— BEGIN —

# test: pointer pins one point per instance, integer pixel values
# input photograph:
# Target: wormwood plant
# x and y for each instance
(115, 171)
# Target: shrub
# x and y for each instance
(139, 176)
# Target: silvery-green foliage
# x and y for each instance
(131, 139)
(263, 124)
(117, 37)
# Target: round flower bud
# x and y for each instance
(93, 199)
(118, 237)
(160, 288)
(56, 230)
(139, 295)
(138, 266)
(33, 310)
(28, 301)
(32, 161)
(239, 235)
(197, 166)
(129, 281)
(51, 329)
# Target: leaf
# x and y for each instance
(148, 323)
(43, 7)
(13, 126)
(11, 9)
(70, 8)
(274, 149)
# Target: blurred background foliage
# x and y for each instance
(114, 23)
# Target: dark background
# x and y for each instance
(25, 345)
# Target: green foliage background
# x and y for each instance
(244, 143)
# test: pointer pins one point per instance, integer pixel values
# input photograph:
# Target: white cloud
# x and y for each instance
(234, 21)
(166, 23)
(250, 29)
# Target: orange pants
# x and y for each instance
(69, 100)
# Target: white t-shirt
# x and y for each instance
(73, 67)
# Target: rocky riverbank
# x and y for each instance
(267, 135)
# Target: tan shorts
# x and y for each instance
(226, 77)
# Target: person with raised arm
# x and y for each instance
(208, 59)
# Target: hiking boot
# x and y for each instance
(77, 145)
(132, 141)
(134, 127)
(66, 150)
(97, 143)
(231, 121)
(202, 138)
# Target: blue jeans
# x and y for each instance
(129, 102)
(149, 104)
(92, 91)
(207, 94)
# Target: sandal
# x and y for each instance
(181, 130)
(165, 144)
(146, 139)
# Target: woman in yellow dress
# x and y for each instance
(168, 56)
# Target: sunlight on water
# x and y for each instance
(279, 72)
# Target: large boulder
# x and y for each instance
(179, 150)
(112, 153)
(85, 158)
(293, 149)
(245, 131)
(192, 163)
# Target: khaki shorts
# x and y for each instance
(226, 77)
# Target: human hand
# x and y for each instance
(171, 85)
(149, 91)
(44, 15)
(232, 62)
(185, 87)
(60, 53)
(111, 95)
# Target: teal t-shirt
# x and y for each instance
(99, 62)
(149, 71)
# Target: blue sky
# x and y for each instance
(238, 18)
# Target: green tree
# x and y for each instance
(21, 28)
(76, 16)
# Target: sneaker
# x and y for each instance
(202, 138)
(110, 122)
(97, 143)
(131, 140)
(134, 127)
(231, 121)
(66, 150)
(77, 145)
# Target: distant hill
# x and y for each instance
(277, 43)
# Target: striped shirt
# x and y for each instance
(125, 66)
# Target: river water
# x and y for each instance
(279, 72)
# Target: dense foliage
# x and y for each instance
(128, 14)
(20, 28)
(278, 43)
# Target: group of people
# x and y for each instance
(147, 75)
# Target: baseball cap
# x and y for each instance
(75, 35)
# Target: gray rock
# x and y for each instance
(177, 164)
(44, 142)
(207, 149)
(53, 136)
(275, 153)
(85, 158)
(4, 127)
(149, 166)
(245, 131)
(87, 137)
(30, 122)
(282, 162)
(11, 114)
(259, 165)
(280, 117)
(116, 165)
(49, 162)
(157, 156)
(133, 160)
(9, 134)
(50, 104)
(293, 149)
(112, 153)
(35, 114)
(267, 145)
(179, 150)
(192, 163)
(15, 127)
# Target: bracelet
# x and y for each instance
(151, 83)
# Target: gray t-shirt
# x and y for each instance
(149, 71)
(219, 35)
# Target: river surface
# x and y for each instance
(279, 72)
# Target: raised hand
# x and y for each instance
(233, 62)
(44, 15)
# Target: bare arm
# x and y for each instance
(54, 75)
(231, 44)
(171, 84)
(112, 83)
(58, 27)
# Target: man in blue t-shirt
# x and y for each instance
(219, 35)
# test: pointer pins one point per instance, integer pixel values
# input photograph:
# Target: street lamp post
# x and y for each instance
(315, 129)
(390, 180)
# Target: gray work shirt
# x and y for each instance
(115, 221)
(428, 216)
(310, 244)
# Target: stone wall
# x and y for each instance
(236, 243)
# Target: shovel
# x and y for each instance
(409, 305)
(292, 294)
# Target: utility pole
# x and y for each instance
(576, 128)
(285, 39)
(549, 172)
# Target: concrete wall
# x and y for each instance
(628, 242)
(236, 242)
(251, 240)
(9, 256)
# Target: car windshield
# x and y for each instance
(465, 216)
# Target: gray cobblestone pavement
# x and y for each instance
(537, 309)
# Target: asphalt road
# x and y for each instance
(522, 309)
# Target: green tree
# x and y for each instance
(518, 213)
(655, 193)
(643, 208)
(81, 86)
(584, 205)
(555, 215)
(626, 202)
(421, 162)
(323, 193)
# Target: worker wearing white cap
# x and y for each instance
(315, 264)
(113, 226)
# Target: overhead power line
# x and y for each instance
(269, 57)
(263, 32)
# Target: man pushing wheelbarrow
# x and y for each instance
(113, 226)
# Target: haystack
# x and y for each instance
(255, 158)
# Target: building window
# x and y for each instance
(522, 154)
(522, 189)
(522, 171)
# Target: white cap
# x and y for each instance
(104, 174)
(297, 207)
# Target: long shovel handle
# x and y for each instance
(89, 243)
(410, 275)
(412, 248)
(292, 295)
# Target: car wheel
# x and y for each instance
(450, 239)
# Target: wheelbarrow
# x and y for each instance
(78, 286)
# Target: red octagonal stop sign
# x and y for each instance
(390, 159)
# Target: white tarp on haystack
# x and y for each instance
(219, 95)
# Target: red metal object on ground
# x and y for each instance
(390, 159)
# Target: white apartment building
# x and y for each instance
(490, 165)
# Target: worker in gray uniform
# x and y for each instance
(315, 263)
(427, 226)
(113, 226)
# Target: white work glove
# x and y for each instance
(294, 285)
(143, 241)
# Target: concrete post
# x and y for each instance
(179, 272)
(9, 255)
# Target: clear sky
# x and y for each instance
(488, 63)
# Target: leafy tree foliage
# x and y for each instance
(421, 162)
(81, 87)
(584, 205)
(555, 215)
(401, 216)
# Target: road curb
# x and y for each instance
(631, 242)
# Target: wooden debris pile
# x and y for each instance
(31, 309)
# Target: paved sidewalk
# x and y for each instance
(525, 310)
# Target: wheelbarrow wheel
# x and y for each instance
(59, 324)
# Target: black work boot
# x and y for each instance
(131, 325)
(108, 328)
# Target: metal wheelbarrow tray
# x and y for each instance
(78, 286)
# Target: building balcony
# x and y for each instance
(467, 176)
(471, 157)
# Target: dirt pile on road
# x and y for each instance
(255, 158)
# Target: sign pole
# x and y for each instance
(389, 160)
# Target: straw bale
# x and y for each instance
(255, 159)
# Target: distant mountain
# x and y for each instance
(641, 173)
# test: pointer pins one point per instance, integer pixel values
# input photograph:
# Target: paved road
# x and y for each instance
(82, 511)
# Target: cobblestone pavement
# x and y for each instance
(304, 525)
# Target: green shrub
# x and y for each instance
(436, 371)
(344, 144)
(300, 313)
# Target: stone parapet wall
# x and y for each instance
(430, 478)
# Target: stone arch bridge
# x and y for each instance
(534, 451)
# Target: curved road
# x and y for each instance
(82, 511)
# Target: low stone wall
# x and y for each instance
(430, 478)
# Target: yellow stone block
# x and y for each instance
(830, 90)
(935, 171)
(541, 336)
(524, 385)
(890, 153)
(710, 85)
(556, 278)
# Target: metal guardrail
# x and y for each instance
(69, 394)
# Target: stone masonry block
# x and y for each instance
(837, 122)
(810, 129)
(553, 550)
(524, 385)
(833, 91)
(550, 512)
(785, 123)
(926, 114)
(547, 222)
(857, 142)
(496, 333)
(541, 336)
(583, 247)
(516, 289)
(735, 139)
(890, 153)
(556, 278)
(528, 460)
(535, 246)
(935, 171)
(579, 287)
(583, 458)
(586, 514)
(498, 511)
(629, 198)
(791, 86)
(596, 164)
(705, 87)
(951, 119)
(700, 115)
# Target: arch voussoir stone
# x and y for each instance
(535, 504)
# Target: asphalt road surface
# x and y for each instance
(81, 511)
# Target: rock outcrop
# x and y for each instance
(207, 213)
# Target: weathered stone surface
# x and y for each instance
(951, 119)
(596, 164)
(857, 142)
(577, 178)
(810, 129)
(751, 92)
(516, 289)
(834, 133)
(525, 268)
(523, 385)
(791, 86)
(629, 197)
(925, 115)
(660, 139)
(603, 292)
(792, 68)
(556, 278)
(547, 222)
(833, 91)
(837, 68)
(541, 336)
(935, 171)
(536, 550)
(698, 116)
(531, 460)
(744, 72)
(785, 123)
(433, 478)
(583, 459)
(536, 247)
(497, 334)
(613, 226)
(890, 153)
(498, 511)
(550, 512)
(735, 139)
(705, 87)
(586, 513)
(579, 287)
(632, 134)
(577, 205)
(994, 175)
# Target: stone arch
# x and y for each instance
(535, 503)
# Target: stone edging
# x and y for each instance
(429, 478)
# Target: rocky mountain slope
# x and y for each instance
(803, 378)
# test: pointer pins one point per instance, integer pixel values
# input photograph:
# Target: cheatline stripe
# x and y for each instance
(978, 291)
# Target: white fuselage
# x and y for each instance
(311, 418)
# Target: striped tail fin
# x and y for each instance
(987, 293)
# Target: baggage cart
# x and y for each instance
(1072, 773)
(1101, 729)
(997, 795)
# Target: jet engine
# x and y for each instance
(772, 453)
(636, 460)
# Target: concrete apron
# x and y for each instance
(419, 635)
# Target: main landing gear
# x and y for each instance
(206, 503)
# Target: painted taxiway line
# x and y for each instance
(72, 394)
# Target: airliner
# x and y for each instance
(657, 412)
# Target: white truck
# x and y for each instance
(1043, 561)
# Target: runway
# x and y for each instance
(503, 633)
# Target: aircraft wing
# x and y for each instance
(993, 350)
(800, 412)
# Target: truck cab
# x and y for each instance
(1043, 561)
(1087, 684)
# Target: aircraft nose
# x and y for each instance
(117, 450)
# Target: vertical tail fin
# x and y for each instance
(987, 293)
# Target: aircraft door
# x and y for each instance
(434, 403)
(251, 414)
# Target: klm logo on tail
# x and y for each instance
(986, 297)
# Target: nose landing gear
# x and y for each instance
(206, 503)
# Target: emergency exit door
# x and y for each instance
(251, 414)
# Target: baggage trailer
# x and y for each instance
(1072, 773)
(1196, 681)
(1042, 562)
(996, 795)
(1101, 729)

— END —

What the task asks>
Give the lines exactly as they stand, from the line with "# Target: painted taxiway line" through the end of the material.

Completed task>
# Target: painted taxiway line
# x and y for each instance
(72, 394)
# Target: airliner
# x and y for each instance
(657, 412)
# Target: white truck
# x and y for each instance
(1043, 561)
# Target: runway
# x and y for each instance
(503, 633)
# Target: aircraft wing
# x and y for each instance
(993, 350)
(800, 412)
# Target: truck cab
# x and y for each instance
(1043, 561)
(1087, 684)
# Target: aircraft nose
# x and y for each instance
(117, 450)
# Target: vertical tail fin
# x and y for each instance
(987, 293)
# Target: aircraft door
# x and y for each instance
(434, 403)
(251, 414)
# Target: klm logo on tail
# x and y for each instance
(986, 297)
# Target: nose landing gear
# x and y for each instance
(206, 503)
# Target: emergency exit door
# x and y for each instance
(251, 414)
# Target: baggage trailer
# x and y for each instance
(1072, 773)
(1196, 681)
(1042, 562)
(996, 795)
(1101, 729)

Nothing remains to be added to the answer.